» What to work on
Without including any pictures, copy each entry below exactly.

****************************************

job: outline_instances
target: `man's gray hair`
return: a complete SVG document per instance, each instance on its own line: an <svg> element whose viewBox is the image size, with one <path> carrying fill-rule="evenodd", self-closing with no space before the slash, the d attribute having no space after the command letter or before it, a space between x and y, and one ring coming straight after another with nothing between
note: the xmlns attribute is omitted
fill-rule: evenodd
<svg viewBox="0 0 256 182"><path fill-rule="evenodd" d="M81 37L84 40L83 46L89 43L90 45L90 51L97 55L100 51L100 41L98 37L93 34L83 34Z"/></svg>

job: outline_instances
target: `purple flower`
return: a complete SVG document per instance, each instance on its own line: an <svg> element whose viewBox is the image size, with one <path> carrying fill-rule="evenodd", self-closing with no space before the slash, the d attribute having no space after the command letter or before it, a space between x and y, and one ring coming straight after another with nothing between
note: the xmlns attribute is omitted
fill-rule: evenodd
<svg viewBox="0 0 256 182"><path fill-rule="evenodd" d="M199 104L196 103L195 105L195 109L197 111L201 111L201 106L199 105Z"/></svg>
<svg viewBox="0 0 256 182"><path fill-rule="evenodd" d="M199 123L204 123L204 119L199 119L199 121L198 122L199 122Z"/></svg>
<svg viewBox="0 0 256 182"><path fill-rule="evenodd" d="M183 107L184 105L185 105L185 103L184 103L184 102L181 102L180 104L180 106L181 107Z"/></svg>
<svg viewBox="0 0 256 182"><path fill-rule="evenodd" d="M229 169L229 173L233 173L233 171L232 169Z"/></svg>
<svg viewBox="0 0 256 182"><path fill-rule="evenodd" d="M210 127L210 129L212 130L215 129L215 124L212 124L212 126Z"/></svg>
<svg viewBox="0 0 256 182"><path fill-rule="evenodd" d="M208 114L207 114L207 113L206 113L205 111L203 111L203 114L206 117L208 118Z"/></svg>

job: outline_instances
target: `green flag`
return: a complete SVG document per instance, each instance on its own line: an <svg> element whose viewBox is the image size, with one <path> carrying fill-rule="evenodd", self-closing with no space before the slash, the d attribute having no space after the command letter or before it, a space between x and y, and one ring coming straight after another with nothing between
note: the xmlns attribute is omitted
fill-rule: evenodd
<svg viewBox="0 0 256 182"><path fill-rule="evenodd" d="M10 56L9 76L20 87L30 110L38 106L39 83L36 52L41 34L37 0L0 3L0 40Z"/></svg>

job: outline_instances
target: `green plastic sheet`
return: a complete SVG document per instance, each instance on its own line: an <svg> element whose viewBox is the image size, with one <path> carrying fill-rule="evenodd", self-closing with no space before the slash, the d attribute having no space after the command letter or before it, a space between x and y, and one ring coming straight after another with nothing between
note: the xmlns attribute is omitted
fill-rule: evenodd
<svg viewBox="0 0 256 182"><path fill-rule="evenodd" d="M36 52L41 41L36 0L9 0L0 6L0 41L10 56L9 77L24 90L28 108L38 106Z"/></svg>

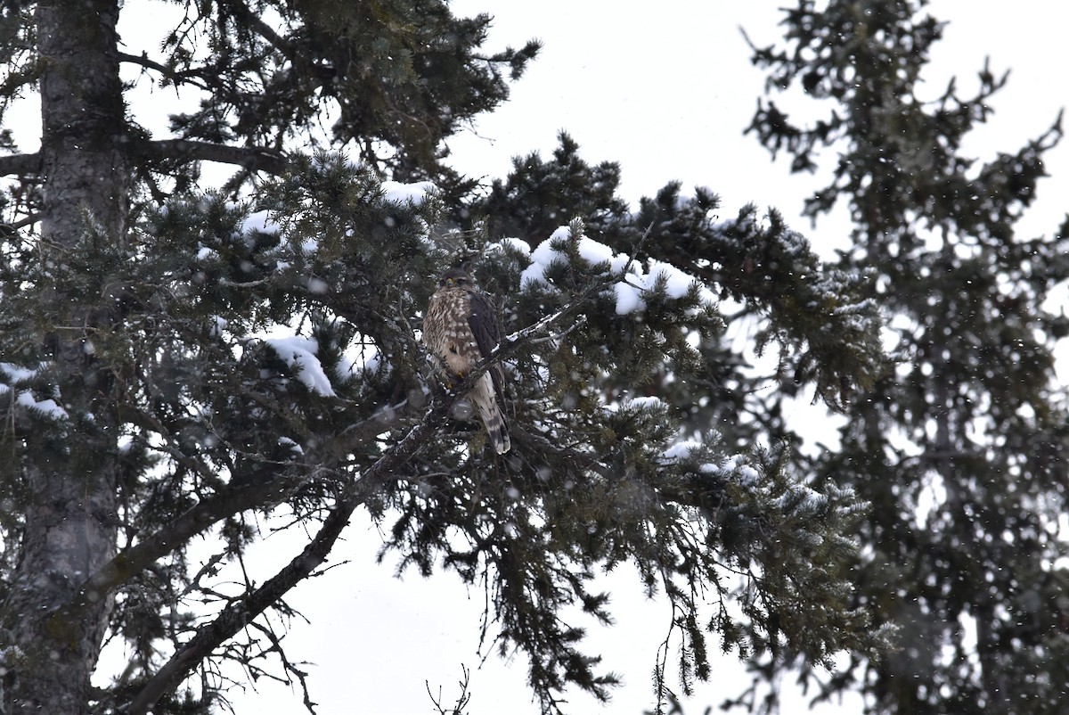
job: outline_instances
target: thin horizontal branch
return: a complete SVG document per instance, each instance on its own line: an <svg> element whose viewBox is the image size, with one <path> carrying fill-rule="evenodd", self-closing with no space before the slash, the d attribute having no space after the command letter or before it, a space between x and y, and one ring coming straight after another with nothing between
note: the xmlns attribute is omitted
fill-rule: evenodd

****************************************

» Exercise output
job: outline_instances
target: `man's gray hair`
return: a complete SVG document per instance, each instance on its own line: an <svg> element whose viewBox is the image size, with one <path> carrying fill-rule="evenodd", self-closing with no space before the slash, the d attribute having no space after the command letter or before it, a space between x and y, and one ring coming straight after another with nothing between
note: the xmlns attribute is omitted
fill-rule: evenodd
<svg viewBox="0 0 256 182"><path fill-rule="evenodd" d="M81 37L84 40L83 46L89 43L90 45L90 51L97 55L100 51L100 41L98 37L93 34L83 34Z"/></svg>

job: outline_instances
target: `purple flower`
return: a complete SVG document per instance, each instance on its own line: an <svg> element whose viewBox is the image size, with one <path> carrying fill-rule="evenodd", self-closing with no space before the slash, the d attribute having no space after the command letter or before it, a space between x and y, and one ring coming straight after another with nothing between
note: the xmlns attribute is omitted
fill-rule: evenodd
<svg viewBox="0 0 256 182"><path fill-rule="evenodd" d="M199 104L196 103L195 105L195 109L197 111L201 111L201 106L199 105Z"/></svg>
<svg viewBox="0 0 256 182"><path fill-rule="evenodd" d="M199 123L204 123L204 119L199 119L199 121L198 122L199 122Z"/></svg>
<svg viewBox="0 0 256 182"><path fill-rule="evenodd" d="M183 107L184 105L185 105L185 103L184 103L184 102L181 102L180 104L180 106L181 107Z"/></svg>
<svg viewBox="0 0 256 182"><path fill-rule="evenodd" d="M229 169L229 173L233 173L233 171L232 169Z"/></svg>
<svg viewBox="0 0 256 182"><path fill-rule="evenodd" d="M210 127L210 129L212 130L215 129L215 124L212 124L212 126Z"/></svg>
<svg viewBox="0 0 256 182"><path fill-rule="evenodd" d="M208 114L207 114L207 113L206 113L205 111L203 111L203 114L206 117L208 118Z"/></svg>

job: outline_instances
target: `green flag`
return: a complete SVG document per instance, each instance on its own line: an <svg> element whose viewBox is the image size, with one <path> carrying fill-rule="evenodd", self-closing with no space before the slash, the d attribute having no space after the command letter or before it, a space between x and y, and one ring coming straight after another with nothing between
note: the xmlns attribute is omitted
fill-rule: evenodd
<svg viewBox="0 0 256 182"><path fill-rule="evenodd" d="M10 56L9 76L20 87L30 110L38 106L39 83L36 52L41 34L37 0L0 3L0 40Z"/></svg>

job: outline_instances
target: `green plastic sheet`
return: a complete SVG document per instance, each instance on its own line: an <svg> element whose viewBox is the image size, with one <path> carrying fill-rule="evenodd", self-closing with no space before the slash, the d attribute having no space after the command letter or before it, a space between x and y, and one ring coming straight after another with nothing between
note: the xmlns attribute is omitted
fill-rule: evenodd
<svg viewBox="0 0 256 182"><path fill-rule="evenodd" d="M36 52L41 41L36 0L9 0L0 6L0 41L10 56L9 77L24 90L28 108L38 106Z"/></svg>

job: outline_instances
target: thin horizontal branch
return: a complete SVG document per instance, each instance on its own line: an <svg> element whose viewBox is the image size, with one <path> carrying fill-rule="evenodd", self-closing with no space before the slash, the d attribute having no space after the command letter or before it, a space between x and y, and one ring coming straight after another with nothing between
note: the xmlns attribute is omitted
fill-rule: evenodd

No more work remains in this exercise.